(Document passage)
○ ○ ○ ○ ○

Engram remembers everything you tell it—names, relationships, preferences, conversations—and recalls exactly what's relevant when you need it. Memories naturally fade over time unless they're important or frequently accessed, just like real memory.
Works with any LLM that supports MCP (Model Context Protocol)—Claude, GPT, Gemini, local models, and more.
An engram is a unit of cognitive information imprinted in a physical substance—the biological basis of memory.
What It Does
Tell your AI about your world:
"My colleague Sarah is allergic to shellfish and prefers window seats. She's leading the Q1 product launch."
Later, ask:
"I'm booking a team lunch and flights for the offsite—what should I know?"
Engram connects the dots—avoid seafood restaurants, book Sarah a window seat, and she's probably busy with the launch—and gives your AI the context to truly help.
It's not just search. It's understanding.
Quick Start
Install
npm install -g @199-bio/engramAdd to Your MCP Client
Claude Desktop — add to ~/Library/Application Support/Claude/claude_desktop_config.json:
{
"mcpServers": {
"engram": {
"command": "npx",
"args": ["-y", "@199-bio/engram"],
"env": {
"ANTHROPIC_API_KEY": "sk-ant-..."
}
}
}
}Claude Code:
claude mcp add engram -- npx -y @199-bio/engramOther MCP clients — point to the engram command. It speaks standard MCP over stdio.
That's it. Your AI now has memory.
How Memory Works
Engram models memory like your brain does—important things stick, unimportant things fade, and everything connects.
flowchart LR
subgraph Input
A[Your Message] --> B[Remember]
end
subgraph Storage
B --> C[Memory Store]
B --> D[Knowledge Graph]
end
subgraph Retrieval
E[Your Question] --> F[Recall]
F --> G[Keyword Search]
F --> H[Semantic Search]
F --> I[Graph Traversal]
G & H & I --> J[Combine Results]
end
C --> F
D --> F
J --> K[Relevant Memories]Three Key Ideas
1. Memories Fade Over Time
Just like real memory, things you haven't thought about recently become harder to recall. But important or emotional memories resist fading.
Fresh memory (today) → Easy to recall
Old but important memory → Still accessible
Old, trivial memory → Fades away2. Accessing Memories Strengthens Them
Every time a memory is recalled, it becomes stronger and lasts longer. Frequently accessed memories become permanent.

○ ○ ○ ○ ○

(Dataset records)

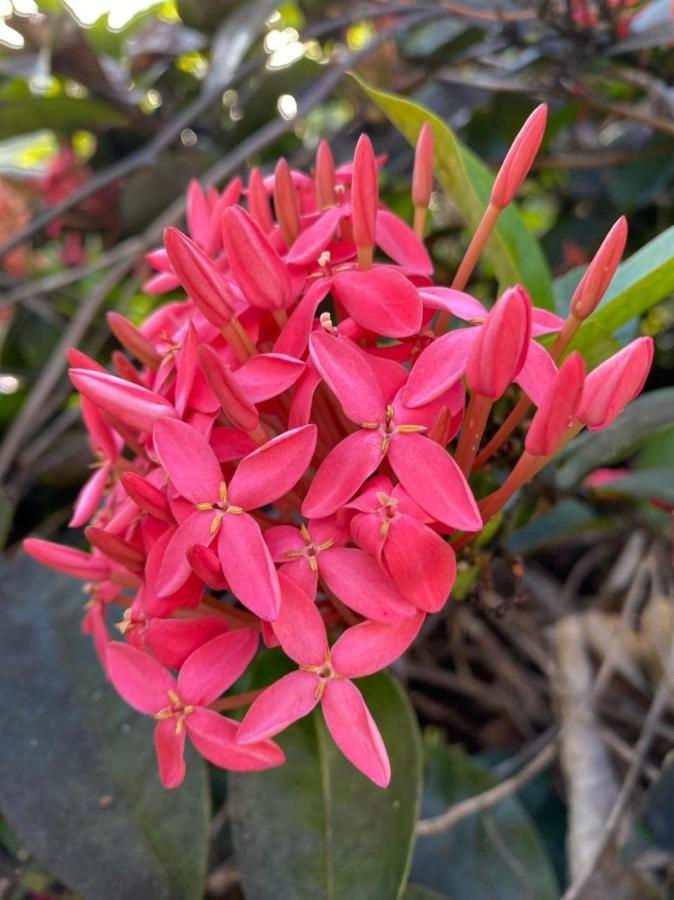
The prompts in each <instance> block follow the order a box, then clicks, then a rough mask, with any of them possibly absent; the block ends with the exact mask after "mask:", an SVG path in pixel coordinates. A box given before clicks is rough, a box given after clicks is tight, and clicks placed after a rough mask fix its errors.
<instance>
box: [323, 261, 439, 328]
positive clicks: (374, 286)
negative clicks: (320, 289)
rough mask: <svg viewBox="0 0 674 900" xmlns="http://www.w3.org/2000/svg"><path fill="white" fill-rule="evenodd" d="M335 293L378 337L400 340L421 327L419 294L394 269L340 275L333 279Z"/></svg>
mask: <svg viewBox="0 0 674 900" xmlns="http://www.w3.org/2000/svg"><path fill="white" fill-rule="evenodd" d="M332 294H333V296H334V298H335V300H336V301H337V302H338V303H340V304H341V305H342V306H343V307H344V309H346V311H347V312H348V314H349V315H350V316H353V318H354V319H355V320H356V322H358V324H359V325H362V326H363V328H367V329H368V330H369V331H374V332H375V333H376V334H381V335H383V336H384V337H397V338H401V337H407V336H408V335H410V334H416V333H417V331H419V329H420V328H421V318H422V313H423V304H422V302H421V297H420V296H419V292H418V291H417V289H416V288H415V287H414V285H413V284H412V283H411V282H410V281H409V280H408V279H407V278H405V276H404V275H402V274H401V273H400V272H398V271H396V270H395V269H393V268H384V267H381V268H375V269H368V270H367V271H365V272H361V271H360V270H356V269H352V270H350V271H348V270H347V271H345V272H339V273H337V274H336V275H335V276H334V277H333V279H332Z"/></svg>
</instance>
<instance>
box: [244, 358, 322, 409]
mask: <svg viewBox="0 0 674 900" xmlns="http://www.w3.org/2000/svg"><path fill="white" fill-rule="evenodd" d="M305 368H306V363H303V362H301V361H300V360H299V359H294V358H293V357H292V356H285V355H283V354H281V353H258V354H257V355H256V356H251V358H250V359H249V360H248V361H247V362H245V363H244V364H243V365H242V366H241V368H240V369H237V370H236V372H235V376H234V377H235V378H236V380H237V381H238V382H239V385H240V386H241V388H242V390H243V392H244V394H245V395H246V397H247V398H248V399H249V400H250V401H251V403H261V402H262V401H263V400H269V399H270V398H271V397H278V395H279V394H282V393H283V392H284V391H286V390H288V388H289V387H291V386H292V385H293V384H295V382H296V381H297V379H298V378H299V377H300V375H301V374H302V372H303V371H304V369H305Z"/></svg>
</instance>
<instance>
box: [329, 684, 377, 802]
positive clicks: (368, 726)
mask: <svg viewBox="0 0 674 900" xmlns="http://www.w3.org/2000/svg"><path fill="white" fill-rule="evenodd" d="M321 708H322V710H323V717H324V718H325V724H326V725H327V727H328V731H329V732H330V734H331V735H332V738H333V740H334V742H335V743H336V744H337V746H338V747H339V749H340V750H341V751H342V753H343V754H344V756H346V758H347V759H348V760H349V762H350V763H353V765H354V766H355V767H356V768H357V769H359V770H360V771H361V772H362V773H363V775H366V776H367V777H368V778H369V779H370V780H371V781H373V782H374V783H375V784H376V785H378V786H379V787H386V786H387V785H388V783H389V781H390V780H391V765H390V763H389V760H388V754H387V753H386V747H385V746H384V742H383V740H382V737H381V734H380V733H379V729H378V728H377V726H376V725H375V722H374V719H373V718H372V716H371V715H370V711H369V710H368V708H367V706H366V705H365V701H364V700H363V696H362V694H361V693H360V691H359V690H358V688H357V687H356V686H355V684H353V683H352V682H350V681H348V680H343V681H335V680H331V681H329V682H328V684H327V686H326V688H325V692H324V694H323V700H322V703H321Z"/></svg>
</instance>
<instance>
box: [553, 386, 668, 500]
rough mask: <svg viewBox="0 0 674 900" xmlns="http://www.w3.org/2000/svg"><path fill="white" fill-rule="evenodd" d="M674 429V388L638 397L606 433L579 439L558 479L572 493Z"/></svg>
mask: <svg viewBox="0 0 674 900" xmlns="http://www.w3.org/2000/svg"><path fill="white" fill-rule="evenodd" d="M672 425H674V388H660V389H659V390H657V391H649V392H648V393H647V394H642V395H641V397H637V399H636V400H634V401H633V402H632V403H630V405H629V406H628V408H627V410H626V411H625V413H624V414H623V415H622V416H620V418H618V419H617V420H616V421H615V422H613V424H611V425H609V427H608V428H604V429H603V431H588V432H586V433H585V434H582V435H580V436H579V437H577V438H576V439H575V440H574V441H573V442H572V443H571V444H569V447H568V449H567V450H565V451H564V453H563V454H562V455H561V456H560V460H563V461H564V464H563V465H562V467H561V468H560V469H559V470H558V472H557V473H556V475H555V484H556V486H557V487H558V488H560V489H561V490H570V489H571V488H573V487H574V486H575V485H577V484H578V483H579V482H580V481H581V480H582V479H583V478H584V477H585V476H586V475H587V474H588V473H589V472H592V471H593V470H594V469H596V468H598V467H599V466H606V465H611V464H612V463H614V462H618V461H620V460H623V459H624V458H625V457H627V456H629V455H631V454H632V453H634V451H635V450H636V449H637V448H638V447H639V445H640V444H641V443H642V442H643V441H644V440H645V439H646V438H647V437H649V436H651V435H653V434H656V433H657V432H659V431H662V430H663V429H665V428H668V427H670V426H672Z"/></svg>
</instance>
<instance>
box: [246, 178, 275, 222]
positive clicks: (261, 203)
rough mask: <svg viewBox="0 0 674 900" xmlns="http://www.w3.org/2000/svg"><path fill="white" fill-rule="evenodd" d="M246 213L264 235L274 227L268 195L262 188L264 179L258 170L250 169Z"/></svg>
mask: <svg viewBox="0 0 674 900" xmlns="http://www.w3.org/2000/svg"><path fill="white" fill-rule="evenodd" d="M248 212H249V213H250V214H251V216H252V217H253V219H255V221H256V222H257V224H258V225H259V226H260V228H261V229H262V230H263V231H264V233H265V234H269V232H270V231H271V230H272V228H273V227H274V219H273V216H272V214H271V206H270V205H269V195H268V194H267V188H266V187H265V186H264V178H263V177H262V173H261V172H260V170H259V169H258V168H255V169H252V170H251V173H250V178H249V179H248Z"/></svg>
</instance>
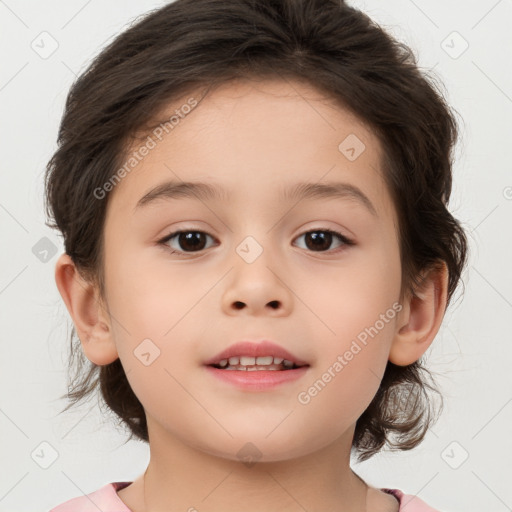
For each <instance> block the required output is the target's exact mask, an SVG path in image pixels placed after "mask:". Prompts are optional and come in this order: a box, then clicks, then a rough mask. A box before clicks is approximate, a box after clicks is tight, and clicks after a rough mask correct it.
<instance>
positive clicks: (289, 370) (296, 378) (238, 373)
mask: <svg viewBox="0 0 512 512" xmlns="http://www.w3.org/2000/svg"><path fill="white" fill-rule="evenodd" d="M308 368H309V366H301V367H300V368H295V369H293V370H254V371H246V370H219V369H218V368H215V367H213V366H206V369H207V370H208V371H209V372H210V373H211V374H212V375H213V376H215V377H217V378H218V379H221V380H223V381H224V382H227V383H229V384H233V385H234V386H237V387H238V388H241V389H245V390H251V391H264V390H266V389H272V388H274V387H276V386H278V385H280V384H284V383H286V382H293V381H295V380H297V379H300V378H301V377H302V376H303V375H304V374H305V373H306V372H307V370H308Z"/></svg>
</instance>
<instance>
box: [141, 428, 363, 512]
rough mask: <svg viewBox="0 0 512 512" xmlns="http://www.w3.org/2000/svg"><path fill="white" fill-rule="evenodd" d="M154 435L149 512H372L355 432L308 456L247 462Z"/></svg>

○ ○ ○ ○ ○

(About this exercise) According to the Engram overview, what happens to a memory each time it is recalled?

(Problem solution) It becomes stronger and lasts longer.